### PROMPT
Starting with the line that contains "If you could spot the pool water", reproduce each line through the end of the entries exactly as written.

### DATASET
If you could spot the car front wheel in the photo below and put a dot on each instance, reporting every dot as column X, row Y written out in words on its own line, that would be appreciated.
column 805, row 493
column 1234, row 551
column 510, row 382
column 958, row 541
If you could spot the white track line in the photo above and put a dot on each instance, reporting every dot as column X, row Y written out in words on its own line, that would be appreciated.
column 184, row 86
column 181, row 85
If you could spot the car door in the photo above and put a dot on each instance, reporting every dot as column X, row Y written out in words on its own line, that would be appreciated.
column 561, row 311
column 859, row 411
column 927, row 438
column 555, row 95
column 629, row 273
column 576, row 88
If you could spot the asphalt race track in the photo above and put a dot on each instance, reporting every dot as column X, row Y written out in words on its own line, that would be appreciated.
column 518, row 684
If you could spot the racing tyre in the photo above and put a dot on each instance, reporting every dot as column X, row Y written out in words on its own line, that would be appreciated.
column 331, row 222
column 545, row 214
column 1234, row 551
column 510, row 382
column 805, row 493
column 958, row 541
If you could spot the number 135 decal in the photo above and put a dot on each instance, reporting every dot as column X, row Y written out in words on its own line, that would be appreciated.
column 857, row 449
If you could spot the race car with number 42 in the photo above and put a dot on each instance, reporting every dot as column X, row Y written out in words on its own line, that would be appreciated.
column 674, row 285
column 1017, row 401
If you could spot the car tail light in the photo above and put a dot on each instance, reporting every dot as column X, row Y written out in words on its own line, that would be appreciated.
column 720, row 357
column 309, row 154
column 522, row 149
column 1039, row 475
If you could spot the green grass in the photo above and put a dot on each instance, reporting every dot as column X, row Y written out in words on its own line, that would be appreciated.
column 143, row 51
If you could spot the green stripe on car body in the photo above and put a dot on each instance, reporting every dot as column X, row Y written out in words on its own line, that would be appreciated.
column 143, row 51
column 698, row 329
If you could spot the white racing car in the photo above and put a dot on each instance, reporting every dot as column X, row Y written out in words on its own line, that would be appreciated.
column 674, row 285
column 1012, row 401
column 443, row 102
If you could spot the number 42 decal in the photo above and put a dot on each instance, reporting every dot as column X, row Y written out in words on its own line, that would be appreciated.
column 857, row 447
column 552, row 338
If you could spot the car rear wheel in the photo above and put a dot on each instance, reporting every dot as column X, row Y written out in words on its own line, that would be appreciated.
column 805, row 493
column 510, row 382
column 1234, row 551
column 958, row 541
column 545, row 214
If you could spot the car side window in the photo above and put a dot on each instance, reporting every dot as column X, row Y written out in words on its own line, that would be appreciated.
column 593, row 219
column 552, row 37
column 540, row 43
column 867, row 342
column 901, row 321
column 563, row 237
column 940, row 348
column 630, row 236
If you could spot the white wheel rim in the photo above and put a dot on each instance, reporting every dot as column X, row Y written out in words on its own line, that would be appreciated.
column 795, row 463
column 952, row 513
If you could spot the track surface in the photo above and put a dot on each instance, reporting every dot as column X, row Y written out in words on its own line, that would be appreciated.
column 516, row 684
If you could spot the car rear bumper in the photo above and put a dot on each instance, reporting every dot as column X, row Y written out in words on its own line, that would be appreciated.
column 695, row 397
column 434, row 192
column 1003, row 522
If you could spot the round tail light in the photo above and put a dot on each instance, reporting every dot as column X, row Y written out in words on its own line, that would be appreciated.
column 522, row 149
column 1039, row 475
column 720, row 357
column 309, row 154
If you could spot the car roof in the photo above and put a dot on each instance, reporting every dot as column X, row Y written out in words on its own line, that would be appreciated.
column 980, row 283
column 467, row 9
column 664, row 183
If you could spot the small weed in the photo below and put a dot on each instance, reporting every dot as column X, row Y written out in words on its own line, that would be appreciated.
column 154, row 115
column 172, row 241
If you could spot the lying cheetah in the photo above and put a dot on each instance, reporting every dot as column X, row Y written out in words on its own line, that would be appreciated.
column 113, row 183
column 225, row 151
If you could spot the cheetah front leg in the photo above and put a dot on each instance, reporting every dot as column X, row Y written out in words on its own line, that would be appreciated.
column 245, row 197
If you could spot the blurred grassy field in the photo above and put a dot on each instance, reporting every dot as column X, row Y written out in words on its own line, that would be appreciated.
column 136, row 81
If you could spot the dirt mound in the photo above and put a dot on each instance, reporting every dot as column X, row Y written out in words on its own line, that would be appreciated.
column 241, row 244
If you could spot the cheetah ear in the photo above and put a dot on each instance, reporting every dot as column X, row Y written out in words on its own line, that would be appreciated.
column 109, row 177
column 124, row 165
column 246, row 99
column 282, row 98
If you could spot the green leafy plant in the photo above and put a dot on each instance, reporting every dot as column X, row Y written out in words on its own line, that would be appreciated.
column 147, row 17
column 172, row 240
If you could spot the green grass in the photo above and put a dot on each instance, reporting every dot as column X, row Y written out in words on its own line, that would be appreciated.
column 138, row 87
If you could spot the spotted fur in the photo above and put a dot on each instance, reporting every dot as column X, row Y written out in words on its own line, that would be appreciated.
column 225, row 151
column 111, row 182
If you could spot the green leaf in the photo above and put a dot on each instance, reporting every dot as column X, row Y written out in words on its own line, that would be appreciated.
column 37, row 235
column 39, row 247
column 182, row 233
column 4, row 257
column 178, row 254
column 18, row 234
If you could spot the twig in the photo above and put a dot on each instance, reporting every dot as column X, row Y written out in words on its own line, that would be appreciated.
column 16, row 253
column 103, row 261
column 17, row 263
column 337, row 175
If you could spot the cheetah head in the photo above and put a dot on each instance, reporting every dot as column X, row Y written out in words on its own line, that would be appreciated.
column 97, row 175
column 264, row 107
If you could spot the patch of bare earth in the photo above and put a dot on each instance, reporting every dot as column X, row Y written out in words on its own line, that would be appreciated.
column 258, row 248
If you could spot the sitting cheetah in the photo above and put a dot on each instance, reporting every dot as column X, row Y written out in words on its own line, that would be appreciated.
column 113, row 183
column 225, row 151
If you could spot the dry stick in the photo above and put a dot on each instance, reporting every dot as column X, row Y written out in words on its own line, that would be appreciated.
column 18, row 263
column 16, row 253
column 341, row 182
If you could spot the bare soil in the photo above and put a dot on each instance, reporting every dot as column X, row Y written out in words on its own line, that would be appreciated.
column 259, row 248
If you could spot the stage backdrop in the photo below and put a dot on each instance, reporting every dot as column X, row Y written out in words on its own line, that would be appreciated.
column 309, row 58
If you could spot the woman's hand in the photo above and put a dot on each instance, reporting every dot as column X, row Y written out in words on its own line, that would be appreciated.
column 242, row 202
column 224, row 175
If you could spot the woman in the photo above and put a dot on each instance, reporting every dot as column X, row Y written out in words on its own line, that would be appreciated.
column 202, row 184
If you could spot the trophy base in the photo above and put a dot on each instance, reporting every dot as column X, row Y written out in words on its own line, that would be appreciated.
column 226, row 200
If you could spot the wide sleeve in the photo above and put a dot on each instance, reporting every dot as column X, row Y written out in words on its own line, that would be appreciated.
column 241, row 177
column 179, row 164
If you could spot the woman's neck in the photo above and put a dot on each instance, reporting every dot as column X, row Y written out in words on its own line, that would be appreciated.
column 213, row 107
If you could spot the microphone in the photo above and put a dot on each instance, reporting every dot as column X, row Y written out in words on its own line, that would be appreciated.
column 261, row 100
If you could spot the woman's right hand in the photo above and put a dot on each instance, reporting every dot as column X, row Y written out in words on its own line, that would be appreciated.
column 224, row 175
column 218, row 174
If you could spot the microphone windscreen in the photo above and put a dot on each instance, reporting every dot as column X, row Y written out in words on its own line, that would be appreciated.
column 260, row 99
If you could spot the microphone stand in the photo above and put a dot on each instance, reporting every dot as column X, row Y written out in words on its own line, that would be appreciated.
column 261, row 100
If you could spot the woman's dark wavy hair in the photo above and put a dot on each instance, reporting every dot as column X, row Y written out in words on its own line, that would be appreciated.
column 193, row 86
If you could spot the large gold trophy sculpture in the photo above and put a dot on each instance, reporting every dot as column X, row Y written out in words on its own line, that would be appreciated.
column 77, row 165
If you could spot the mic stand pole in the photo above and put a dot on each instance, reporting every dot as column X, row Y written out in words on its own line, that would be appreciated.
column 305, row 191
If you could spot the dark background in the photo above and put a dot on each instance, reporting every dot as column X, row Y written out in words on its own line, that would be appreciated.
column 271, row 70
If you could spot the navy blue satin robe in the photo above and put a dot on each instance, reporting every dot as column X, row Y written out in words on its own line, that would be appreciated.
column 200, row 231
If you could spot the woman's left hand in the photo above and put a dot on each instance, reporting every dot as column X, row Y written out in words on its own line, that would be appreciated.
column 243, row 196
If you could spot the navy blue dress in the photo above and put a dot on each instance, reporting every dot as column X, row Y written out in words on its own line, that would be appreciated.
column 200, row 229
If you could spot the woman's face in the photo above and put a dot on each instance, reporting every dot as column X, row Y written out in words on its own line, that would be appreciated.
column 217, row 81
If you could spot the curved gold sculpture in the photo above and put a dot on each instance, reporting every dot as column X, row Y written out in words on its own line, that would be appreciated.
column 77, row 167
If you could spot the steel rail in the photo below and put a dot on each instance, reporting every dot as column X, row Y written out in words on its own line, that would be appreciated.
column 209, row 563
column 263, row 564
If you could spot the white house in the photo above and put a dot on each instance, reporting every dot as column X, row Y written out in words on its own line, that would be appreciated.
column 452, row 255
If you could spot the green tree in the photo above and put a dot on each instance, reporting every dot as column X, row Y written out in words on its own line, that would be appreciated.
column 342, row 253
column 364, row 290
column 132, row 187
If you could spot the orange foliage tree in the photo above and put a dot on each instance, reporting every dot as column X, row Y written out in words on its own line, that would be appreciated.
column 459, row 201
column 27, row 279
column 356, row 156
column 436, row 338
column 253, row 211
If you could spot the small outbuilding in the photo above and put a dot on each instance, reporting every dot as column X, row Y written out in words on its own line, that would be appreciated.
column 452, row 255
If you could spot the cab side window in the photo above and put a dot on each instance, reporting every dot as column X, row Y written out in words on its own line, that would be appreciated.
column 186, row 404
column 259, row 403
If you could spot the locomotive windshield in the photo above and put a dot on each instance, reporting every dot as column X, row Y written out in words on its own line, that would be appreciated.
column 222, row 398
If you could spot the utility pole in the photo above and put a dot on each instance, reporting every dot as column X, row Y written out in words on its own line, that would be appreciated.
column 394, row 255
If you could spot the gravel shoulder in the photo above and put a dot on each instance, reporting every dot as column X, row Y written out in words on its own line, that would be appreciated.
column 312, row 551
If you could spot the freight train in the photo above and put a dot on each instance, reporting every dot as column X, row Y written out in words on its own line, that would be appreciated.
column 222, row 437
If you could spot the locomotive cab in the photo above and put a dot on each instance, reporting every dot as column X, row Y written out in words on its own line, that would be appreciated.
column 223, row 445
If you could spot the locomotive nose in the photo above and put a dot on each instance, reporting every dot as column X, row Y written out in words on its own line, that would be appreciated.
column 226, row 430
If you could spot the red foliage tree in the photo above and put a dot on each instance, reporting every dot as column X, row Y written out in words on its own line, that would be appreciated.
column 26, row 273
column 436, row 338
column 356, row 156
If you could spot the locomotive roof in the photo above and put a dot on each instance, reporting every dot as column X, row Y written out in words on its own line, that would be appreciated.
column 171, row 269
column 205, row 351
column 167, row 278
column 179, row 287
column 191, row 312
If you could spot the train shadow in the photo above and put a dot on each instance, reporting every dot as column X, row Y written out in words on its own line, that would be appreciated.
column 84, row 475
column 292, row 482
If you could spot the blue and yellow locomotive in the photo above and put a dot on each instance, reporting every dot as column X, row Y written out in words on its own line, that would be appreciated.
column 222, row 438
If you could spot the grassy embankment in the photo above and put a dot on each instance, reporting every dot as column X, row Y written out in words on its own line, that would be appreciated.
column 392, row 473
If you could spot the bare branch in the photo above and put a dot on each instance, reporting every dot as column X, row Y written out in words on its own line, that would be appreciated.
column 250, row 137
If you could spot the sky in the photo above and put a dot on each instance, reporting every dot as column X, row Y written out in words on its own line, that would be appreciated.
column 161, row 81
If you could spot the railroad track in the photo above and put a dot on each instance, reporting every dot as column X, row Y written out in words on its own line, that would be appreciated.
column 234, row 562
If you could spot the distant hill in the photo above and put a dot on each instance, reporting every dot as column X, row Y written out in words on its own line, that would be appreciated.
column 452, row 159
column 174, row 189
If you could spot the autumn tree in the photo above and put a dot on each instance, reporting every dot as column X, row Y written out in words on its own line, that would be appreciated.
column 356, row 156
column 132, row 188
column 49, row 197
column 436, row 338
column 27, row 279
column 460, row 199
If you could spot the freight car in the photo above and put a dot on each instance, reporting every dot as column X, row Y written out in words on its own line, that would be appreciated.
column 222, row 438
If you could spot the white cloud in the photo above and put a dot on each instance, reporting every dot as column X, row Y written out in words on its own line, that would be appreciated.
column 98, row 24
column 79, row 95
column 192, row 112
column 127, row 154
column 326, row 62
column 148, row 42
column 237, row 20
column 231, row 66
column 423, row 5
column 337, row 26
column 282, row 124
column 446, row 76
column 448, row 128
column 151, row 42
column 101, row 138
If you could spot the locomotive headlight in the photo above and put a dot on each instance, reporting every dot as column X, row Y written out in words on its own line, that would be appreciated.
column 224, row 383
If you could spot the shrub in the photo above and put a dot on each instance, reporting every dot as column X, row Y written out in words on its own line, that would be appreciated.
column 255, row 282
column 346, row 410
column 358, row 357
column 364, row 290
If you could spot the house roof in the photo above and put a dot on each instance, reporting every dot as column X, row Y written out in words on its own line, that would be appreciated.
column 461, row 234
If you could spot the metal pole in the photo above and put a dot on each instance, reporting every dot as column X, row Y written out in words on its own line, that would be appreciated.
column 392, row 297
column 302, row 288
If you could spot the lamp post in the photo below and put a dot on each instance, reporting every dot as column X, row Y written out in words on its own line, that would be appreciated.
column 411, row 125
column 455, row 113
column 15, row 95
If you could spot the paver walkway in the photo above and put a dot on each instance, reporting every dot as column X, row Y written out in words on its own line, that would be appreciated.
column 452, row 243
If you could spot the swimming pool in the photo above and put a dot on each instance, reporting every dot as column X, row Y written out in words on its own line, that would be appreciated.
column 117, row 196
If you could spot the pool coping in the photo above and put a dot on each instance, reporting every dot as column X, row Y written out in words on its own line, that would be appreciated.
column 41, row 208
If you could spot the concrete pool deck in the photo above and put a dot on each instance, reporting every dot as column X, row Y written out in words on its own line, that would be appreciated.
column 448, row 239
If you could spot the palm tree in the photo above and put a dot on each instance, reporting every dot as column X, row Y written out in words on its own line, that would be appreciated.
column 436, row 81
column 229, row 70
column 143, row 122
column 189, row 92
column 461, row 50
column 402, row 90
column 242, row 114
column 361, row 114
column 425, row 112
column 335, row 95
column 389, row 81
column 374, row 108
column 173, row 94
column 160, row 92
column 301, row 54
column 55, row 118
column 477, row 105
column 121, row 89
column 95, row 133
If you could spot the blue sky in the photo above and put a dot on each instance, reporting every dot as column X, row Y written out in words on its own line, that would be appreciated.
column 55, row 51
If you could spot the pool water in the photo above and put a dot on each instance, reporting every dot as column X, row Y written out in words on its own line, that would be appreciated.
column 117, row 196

### OUTPUT
If you could spot the pool water in the photo above and put a dot on each instance, reporting every dot as column X, row Y written out in words on its own line, that would be appreciated.
column 117, row 196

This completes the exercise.